## Try it
In the entries below, return only the line containing "[mark] sky at" and those after it, exactly, through the last line.

Point-per-instance localization data:
--- START ---

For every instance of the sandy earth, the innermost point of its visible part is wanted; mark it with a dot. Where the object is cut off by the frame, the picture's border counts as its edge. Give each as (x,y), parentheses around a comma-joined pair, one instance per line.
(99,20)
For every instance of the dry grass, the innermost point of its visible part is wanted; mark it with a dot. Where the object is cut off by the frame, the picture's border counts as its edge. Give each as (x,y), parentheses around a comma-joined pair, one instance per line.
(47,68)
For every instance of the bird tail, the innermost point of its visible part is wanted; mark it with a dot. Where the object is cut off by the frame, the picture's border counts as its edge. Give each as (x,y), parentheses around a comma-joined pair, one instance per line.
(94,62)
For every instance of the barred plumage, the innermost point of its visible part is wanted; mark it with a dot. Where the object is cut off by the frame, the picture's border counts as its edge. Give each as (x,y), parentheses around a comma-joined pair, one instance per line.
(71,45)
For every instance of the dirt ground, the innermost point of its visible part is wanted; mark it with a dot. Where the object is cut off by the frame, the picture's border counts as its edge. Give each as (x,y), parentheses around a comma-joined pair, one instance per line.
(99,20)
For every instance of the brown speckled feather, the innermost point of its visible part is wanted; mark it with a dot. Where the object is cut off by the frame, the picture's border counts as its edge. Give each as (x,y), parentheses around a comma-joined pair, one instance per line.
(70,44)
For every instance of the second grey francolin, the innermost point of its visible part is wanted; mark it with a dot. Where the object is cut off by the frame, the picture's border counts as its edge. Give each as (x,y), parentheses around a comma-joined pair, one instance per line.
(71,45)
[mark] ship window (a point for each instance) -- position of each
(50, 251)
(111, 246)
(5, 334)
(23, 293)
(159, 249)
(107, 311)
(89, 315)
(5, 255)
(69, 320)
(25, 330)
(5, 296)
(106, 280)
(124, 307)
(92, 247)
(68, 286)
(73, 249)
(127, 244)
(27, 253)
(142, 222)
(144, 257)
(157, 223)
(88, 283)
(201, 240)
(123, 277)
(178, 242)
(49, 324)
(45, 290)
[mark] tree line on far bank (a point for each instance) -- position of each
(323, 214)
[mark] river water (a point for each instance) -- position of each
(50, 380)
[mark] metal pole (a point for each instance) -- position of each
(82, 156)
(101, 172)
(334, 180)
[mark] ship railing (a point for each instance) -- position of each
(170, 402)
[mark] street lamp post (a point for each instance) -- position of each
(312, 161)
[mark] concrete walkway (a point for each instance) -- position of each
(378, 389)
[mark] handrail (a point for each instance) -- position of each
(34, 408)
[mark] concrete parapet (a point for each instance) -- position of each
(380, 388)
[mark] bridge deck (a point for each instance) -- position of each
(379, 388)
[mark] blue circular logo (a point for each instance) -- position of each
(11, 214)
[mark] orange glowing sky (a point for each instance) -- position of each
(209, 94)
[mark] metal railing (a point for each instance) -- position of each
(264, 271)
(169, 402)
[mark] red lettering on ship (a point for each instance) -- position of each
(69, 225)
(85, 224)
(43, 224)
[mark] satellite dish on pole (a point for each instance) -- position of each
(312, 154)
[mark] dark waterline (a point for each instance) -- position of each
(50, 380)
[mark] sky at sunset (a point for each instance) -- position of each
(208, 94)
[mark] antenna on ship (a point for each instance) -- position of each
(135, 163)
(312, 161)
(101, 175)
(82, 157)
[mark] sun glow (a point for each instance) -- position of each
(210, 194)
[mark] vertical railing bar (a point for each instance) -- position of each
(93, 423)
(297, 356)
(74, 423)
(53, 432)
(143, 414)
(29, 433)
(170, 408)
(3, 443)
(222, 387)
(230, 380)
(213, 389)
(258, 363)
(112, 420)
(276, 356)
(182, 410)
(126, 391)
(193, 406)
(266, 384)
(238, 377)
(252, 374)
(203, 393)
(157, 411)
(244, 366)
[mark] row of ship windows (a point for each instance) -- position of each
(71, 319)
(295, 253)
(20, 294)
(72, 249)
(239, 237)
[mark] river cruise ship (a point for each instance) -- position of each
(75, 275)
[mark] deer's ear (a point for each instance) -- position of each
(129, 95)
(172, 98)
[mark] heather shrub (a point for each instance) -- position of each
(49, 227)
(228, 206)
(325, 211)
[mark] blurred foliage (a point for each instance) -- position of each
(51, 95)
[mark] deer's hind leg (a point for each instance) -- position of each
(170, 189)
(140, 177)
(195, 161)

--- END ---

## Solution to the problem
[mark] sky at sunset (a point for each instance) -- position of each
(208, 94)
[mark] antenna on ship (a point for each instance) -- position of each
(135, 163)
(312, 161)
(101, 175)
(82, 157)
[mark] sun glow (a point for each instance) -- position of each
(210, 194)
[mark] vertical railing bar (a point for each instance) -- position of each
(93, 423)
(297, 356)
(74, 423)
(53, 432)
(143, 414)
(29, 433)
(170, 408)
(3, 443)
(222, 387)
(230, 380)
(213, 389)
(258, 363)
(112, 420)
(276, 356)
(182, 410)
(126, 391)
(193, 406)
(266, 384)
(238, 377)
(252, 374)
(203, 393)
(157, 411)
(244, 366)
[mark] row of ship windows (a point for each instance) -- position of each
(71, 319)
(295, 253)
(20, 294)
(72, 249)
(239, 237)
[mark] river cruise ship (a point for each instance) -- position of each
(75, 275)
[mark] deer's ear (a point for each instance) -- position of each
(129, 95)
(172, 98)
[mark] heather shrub (a point for each instance) -- position of each
(49, 227)
(228, 206)
(325, 211)
[mark] blurred foliage (a point for each instance) -- position of each
(51, 95)
[mark] deer's hind leg (a point for each instance) -- position of each
(170, 189)
(140, 177)
(195, 161)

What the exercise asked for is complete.